--- BEGIN Data records ---

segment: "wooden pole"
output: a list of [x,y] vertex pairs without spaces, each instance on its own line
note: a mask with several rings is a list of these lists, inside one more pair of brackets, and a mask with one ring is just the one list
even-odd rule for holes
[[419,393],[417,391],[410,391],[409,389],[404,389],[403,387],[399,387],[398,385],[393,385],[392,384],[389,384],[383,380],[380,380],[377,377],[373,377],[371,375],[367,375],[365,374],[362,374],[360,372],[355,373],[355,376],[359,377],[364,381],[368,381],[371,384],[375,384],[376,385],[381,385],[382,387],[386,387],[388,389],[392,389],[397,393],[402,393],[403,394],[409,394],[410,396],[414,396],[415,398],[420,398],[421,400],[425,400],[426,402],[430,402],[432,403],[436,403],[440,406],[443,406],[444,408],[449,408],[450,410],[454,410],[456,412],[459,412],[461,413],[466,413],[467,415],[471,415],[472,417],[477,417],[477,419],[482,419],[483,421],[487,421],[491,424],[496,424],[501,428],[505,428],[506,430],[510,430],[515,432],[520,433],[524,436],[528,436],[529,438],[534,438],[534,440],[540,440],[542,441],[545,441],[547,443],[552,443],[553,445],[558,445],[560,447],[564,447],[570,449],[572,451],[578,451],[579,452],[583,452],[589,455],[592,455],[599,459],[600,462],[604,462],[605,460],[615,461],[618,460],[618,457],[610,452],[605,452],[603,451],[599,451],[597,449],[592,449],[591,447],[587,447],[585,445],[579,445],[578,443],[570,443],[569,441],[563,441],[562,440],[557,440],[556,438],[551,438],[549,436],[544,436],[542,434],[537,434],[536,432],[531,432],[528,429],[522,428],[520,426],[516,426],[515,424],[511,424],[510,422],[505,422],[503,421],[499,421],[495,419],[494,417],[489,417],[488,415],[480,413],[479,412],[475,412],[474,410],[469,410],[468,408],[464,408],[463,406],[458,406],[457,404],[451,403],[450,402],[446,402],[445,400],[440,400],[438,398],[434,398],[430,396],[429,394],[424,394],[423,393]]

--- END Data records ---

● Instructions to follow
Put the items above into a two-column CSV with the headers item_text and item_answer, one row per item. Place each item's text and its answer in their own quoted fields, with line breaks replaced by spaces.

● Exercise answer
item_text,item_answer
"segment: ""wooden pole"" output: a list of [x,y] vertex pairs without spaces, each instance on its own line note: a mask with several rings is a list of these lists, inside one more pair of brackets, and a mask with one ring is just the one list even-odd rule for holes","[[419,393],[417,391],[410,391],[409,389],[404,389],[403,387],[399,387],[398,385],[393,385],[392,384],[389,384],[383,380],[380,380],[377,377],[373,377],[371,375],[367,375],[365,374],[362,374],[360,372],[355,373],[355,376],[359,377],[364,381],[368,381],[371,384],[375,384],[376,385],[381,385],[382,387],[386,387],[388,389],[392,389],[397,393],[402,393],[403,394],[409,394],[410,396],[414,396],[415,398],[420,398],[421,400],[425,400],[426,402],[430,402],[432,403],[436,403],[440,406],[443,406],[444,408],[449,408],[450,410],[454,410],[456,412],[459,412],[461,413],[466,413],[467,415],[471,415],[472,417],[477,417],[477,419],[482,419],[483,421],[487,421],[491,424],[496,424],[501,428],[505,428],[506,430],[510,430],[515,432],[520,433],[524,436],[528,436],[529,438],[534,438],[534,440],[540,440],[542,441],[545,441],[547,443],[552,443],[553,445],[558,445],[560,447],[564,447],[570,449],[572,451],[578,451],[579,452],[583,452],[589,455],[592,455],[599,459],[600,462],[604,462],[605,460],[615,461],[618,460],[618,457],[610,452],[605,452],[603,451],[599,451],[597,449],[592,449],[591,447],[587,447],[585,445],[579,445],[578,443],[570,443],[569,441],[563,441],[562,440],[557,440],[556,438],[551,438],[549,436],[544,436],[542,434],[537,434],[536,432],[531,432],[528,429],[522,428],[520,426],[516,426],[515,424],[511,424],[510,422],[505,422],[503,421],[499,421],[495,419],[494,417],[489,417],[488,415],[480,413],[479,412],[475,412],[474,410],[469,410],[468,408],[464,408],[463,406],[458,406],[457,404],[451,403],[450,402],[446,402],[445,400],[440,400],[438,398],[434,398],[430,396],[429,394],[424,394],[423,393]]"